Wednesday, September 16, 2009

Hopkins Student Kills Man with Samurai Sword

To be clear, the man did not have a samurai sword, my new hero did.
But we're not here to nitpick about newspaper editor's inept and ambiguous headlines.

We're here because we want carnage. And John Pontolillo, the 20 year old Johns Hopkins student who is now my sensei, obliged us.

Our hero's story begins with this...

Earlier on Monday, a band of evil thieves, possibly associated with Al Qaeda, broke into Pontolillo's apartment home and stole a Playstation and two laptops. At around 12 am, Tuesday morning, our hero used his jedi mind skills to detect movement near his garage. Sensing a chance to defend his honor, this brave combatant strode to his arsenal and chose the samurai's greatest weapon. No, not the ninja star, although that is also quite awesome. Instead it was "The Mall Purchased Katana." John approached the devious miscreant, and with one swipe and a stab, the criminal lay permanently right-handed and bleeding outside the garage.

"He wasn't a ninja." So says police spokesperson Anthony Guglielmi. Well of course thats true, Tony, because if he was an actual ninja, he'd be invisible to the untrained eye. Another brilliant observation from the apparent martial arts expert and police spokesman: "He may have been moderately trained or on the intermediate level." What incredible journalism, what reverence for the ancient art of death and stealth.

The remainder of "The Baltimore Sun" article discusses Katana pricing as well as vendors (It actually does), for all your home defense needs. This is the kind of in depth reporting we desperately need. If i ever procreate, I won't let my spawn see me tossing little christmas tree ornament ninja stars at my foe.

That's the truth.

Tuesday, September 15, 2009

GreenPeace; Evolution from Ducks to Humans

Last year they sent ducks, this year it's humans.

Around the end of April last year, about 1600 ducks landed in a tailings pond on Syncrude property. Some background: a tailings pond is where all the excess sand and water goes, once every economical ounce of bitumen (look it up, I'm not defining everything here) is extracted. Syncrude is one of the three major oil sands companies up in northern Alberta, and its estimated capacity is about 350,000 barrels per day of oil production.

This post-process pond waste should be safe, but just in case there are some defenses set up around the perimeters to scare off wildlife. Mostly the defenses consist of little tanks of propane that are electrically timed to fire off gunshot type sounds. These echo and scare the crap out of the birds.

Data records:
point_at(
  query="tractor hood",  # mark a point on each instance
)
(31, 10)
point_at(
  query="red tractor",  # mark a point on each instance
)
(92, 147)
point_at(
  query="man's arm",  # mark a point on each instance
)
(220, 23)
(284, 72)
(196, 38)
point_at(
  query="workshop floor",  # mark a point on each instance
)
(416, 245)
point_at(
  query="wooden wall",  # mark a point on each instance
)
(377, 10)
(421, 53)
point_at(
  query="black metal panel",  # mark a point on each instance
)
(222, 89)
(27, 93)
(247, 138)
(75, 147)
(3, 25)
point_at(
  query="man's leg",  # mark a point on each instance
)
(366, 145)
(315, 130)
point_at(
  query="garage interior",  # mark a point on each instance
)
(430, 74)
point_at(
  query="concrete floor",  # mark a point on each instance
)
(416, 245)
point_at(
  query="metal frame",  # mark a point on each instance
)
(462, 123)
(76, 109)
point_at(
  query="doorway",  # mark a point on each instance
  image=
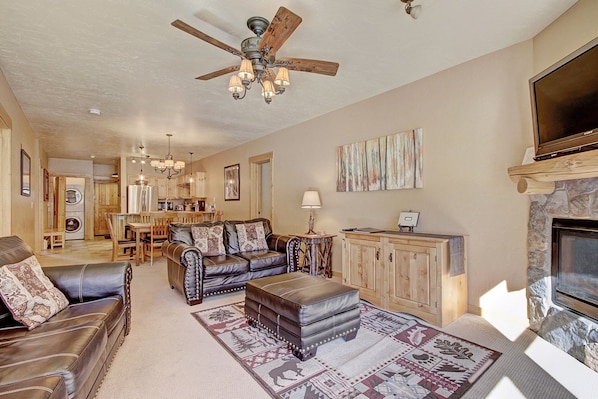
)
(261, 172)
(105, 200)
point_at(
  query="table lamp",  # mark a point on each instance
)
(311, 201)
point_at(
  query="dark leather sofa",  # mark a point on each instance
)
(69, 354)
(197, 276)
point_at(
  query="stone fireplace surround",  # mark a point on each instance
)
(570, 332)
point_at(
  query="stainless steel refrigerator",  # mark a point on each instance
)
(142, 199)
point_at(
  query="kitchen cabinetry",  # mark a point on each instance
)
(409, 272)
(198, 186)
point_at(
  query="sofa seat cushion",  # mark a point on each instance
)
(265, 259)
(36, 388)
(224, 265)
(71, 352)
(108, 310)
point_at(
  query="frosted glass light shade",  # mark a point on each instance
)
(246, 70)
(235, 85)
(282, 77)
(268, 89)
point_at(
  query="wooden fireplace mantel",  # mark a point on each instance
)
(539, 177)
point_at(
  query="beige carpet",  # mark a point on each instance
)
(169, 355)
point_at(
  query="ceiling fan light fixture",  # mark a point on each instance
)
(235, 85)
(246, 70)
(411, 10)
(268, 89)
(282, 77)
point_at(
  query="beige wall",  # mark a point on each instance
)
(24, 210)
(572, 30)
(477, 122)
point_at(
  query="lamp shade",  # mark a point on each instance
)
(311, 199)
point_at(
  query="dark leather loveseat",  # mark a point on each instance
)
(197, 275)
(68, 355)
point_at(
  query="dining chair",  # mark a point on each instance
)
(157, 235)
(119, 245)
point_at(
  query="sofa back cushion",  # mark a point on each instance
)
(12, 250)
(181, 232)
(29, 294)
(231, 236)
(251, 237)
(209, 239)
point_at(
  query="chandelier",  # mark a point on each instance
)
(168, 165)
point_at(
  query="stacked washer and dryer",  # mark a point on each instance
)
(75, 208)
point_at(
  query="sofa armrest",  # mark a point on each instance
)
(185, 269)
(287, 244)
(82, 283)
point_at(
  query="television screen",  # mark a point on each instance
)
(565, 104)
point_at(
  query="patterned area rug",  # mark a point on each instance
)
(392, 357)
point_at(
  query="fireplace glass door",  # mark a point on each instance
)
(575, 265)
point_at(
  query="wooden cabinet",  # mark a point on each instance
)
(409, 272)
(106, 200)
(362, 267)
(198, 186)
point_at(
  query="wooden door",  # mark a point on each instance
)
(412, 278)
(362, 267)
(105, 200)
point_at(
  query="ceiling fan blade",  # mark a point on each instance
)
(282, 26)
(305, 65)
(221, 72)
(206, 38)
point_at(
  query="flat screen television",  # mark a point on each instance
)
(565, 104)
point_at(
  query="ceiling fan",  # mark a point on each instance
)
(258, 55)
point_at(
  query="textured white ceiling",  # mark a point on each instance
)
(62, 58)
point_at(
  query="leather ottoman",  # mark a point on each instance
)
(303, 310)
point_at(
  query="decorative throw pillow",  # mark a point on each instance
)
(29, 294)
(209, 240)
(251, 236)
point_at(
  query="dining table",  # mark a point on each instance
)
(139, 229)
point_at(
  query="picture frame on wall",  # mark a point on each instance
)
(231, 183)
(25, 174)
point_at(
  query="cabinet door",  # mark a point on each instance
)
(362, 268)
(412, 278)
(198, 187)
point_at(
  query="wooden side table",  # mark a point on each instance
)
(317, 254)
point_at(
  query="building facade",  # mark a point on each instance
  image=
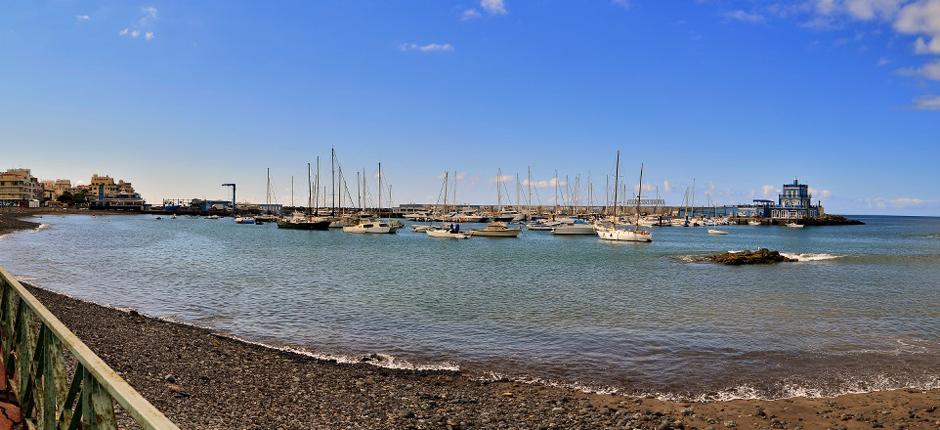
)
(795, 203)
(104, 193)
(18, 187)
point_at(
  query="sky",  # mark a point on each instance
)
(740, 97)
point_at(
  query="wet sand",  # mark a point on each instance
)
(203, 380)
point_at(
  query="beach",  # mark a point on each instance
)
(204, 380)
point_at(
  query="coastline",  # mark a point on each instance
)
(205, 380)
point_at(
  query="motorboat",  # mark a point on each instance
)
(300, 221)
(369, 227)
(446, 233)
(574, 226)
(495, 229)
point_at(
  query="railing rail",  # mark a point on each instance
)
(32, 341)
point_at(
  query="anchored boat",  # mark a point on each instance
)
(495, 229)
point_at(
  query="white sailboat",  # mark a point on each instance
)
(573, 227)
(608, 230)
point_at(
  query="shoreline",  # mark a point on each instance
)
(207, 380)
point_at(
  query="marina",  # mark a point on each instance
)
(636, 318)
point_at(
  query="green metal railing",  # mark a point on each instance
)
(33, 341)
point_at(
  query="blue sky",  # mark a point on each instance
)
(742, 96)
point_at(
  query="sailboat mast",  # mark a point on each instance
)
(499, 191)
(529, 192)
(616, 177)
(446, 182)
(309, 190)
(556, 191)
(333, 181)
(639, 192)
(316, 210)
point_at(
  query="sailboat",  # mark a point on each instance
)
(267, 216)
(496, 228)
(609, 231)
(301, 221)
(372, 225)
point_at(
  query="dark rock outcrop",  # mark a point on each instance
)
(761, 256)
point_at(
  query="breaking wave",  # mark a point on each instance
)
(810, 256)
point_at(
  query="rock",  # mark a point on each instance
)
(761, 256)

→ **Problems to solve**
1. Based on the blog text, say whether each statement agrees with it. Answer yes or no for each and quote the words that decide it. (a) The thieves took a Playstation and two laptops from Pontolillo's apartment. (b) Syncrude's estimated capacity is about 500,000 barrels per day of oil production. (c) The defenses around the tailings ponds mostly consist of scarecrows.
2. Continue the blog text about the ducks and Greenpeace from its last sentence, keeping the same voice.

→ **Answers for the exercise**
1.
(a) Yes: "stole a Playstation and two laptops."
(b) No: "its estimated capacity is about 350,000 barrels per day of oil production."
(c) No: "Mostly the defenses consist of little tanks of propane that are electrically timed to fire off gunshot type sounds."

2.
Well those failed.

Those ducks started landing and all of a sudden poor Syncrude had a bit of a PR problem. You can hunt anything in Alberta, but don't you dare let something die in a pond. Syncrude alarmists took meritorious action: airlifting a handful of sick birds all the way to Edmonton. No room for emergency room patients on this flight. Hell, let those organ donors drive 4 hours down highway 63, just clear that runway for Huey, Dewey, and Louie.

Bottom line, huge cost to Syncrude, just another couple hundred dead animals for Darwin.
(Don't worry too much, a few days ago Syncrude plead not guilty to the suits against them).

Still,
Ducks 1, Humans 0.

Today though, Greenpeace took a little chapter out of Darwin's book. They said, screw ducks, lets downgrade for human lives. In one fell swoop, they coordinated a raid on the open pit mine of Albian Sands (another oil sands company). A few of their brave warriors jumped onto both a heavy hauler (house sized dump truck) and a shovel (where the shovel can park about 4 Jeeps). They chained themselves to the heavy machinery, and wont move until... well who really knows. I wonder if they brought sandwiches? I heard they have all their PPE: safety glasses, hard hats, even the blue Lego suits that are flame retardant. Way to comply with CCOHS (Canadian OSHA), don't want to get kicked off site for safety violations.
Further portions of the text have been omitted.